Extracted data entries:
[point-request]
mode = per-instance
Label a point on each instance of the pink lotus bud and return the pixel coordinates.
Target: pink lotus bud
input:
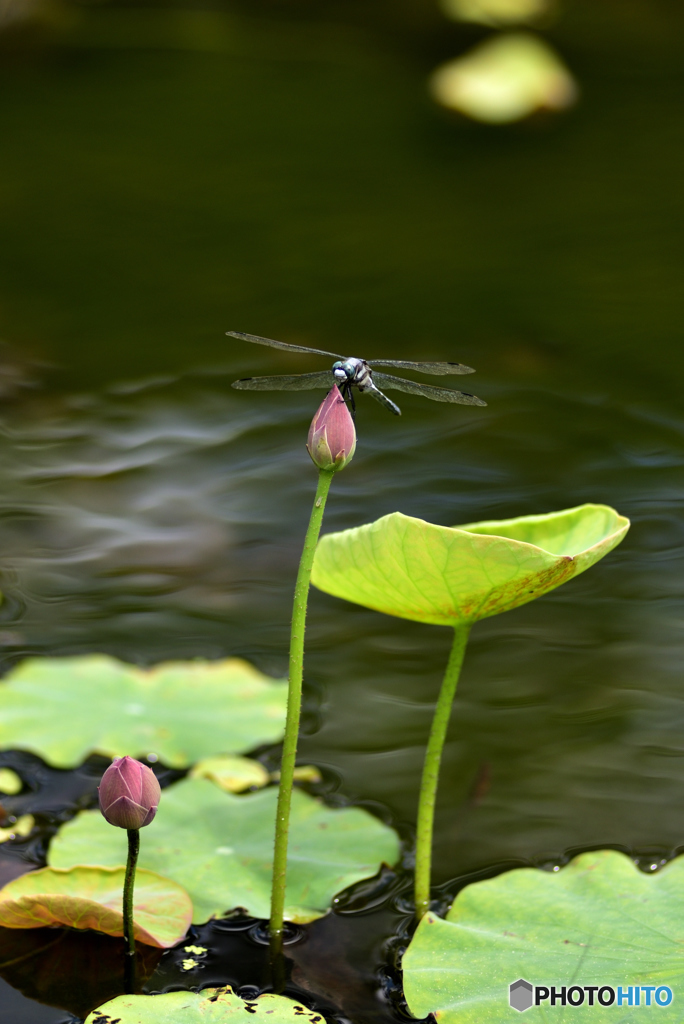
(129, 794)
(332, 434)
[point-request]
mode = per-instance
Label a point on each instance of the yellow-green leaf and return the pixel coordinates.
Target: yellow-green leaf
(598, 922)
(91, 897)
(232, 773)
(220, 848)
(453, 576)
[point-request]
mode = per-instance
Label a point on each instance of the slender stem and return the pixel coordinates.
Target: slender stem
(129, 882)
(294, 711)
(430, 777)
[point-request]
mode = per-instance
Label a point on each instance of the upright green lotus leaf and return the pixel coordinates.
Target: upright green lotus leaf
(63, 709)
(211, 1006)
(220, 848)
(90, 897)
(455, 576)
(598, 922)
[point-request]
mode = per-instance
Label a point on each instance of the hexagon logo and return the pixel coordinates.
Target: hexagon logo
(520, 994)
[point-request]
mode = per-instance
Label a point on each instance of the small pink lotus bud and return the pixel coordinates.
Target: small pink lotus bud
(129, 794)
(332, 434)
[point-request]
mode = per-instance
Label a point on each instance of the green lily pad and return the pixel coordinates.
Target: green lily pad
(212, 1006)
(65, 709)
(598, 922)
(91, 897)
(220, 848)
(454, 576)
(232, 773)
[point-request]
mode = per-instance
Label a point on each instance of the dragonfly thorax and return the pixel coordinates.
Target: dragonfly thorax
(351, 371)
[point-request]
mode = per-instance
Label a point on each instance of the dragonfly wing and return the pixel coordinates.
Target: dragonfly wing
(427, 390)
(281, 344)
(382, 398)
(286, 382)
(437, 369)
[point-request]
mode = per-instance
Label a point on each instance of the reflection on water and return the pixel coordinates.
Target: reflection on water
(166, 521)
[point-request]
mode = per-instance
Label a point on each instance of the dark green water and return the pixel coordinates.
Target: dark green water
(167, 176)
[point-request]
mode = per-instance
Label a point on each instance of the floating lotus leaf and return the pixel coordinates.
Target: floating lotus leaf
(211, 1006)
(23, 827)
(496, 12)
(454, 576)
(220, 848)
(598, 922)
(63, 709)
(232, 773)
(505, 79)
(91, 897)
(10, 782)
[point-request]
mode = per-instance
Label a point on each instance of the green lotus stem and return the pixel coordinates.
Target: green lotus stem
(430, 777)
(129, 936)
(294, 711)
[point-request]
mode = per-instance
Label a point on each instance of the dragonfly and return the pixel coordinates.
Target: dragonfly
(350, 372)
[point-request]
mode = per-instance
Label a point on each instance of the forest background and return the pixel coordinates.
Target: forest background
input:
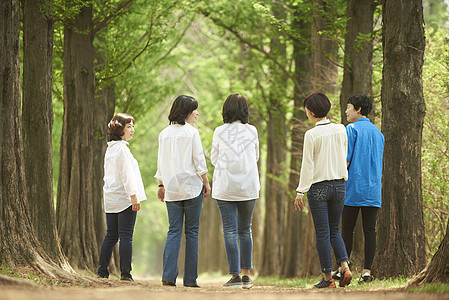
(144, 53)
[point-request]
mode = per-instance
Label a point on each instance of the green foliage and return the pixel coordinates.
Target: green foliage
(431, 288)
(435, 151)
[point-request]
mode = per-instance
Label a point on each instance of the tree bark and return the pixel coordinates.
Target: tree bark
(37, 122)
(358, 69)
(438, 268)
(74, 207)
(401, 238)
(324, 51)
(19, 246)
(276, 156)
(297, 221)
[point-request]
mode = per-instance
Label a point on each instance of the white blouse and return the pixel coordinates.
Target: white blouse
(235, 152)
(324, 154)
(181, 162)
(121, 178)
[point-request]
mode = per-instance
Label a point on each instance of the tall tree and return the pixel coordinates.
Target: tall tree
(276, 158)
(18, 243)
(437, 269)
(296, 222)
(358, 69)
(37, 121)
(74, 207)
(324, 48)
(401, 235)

# TASK:
Find the lines above that include the string "background" and copy them.

# OUTPUT OF THE EXERCISE:
Label a point on each instance of the forest background and return the pixel coordinates.
Target: forest background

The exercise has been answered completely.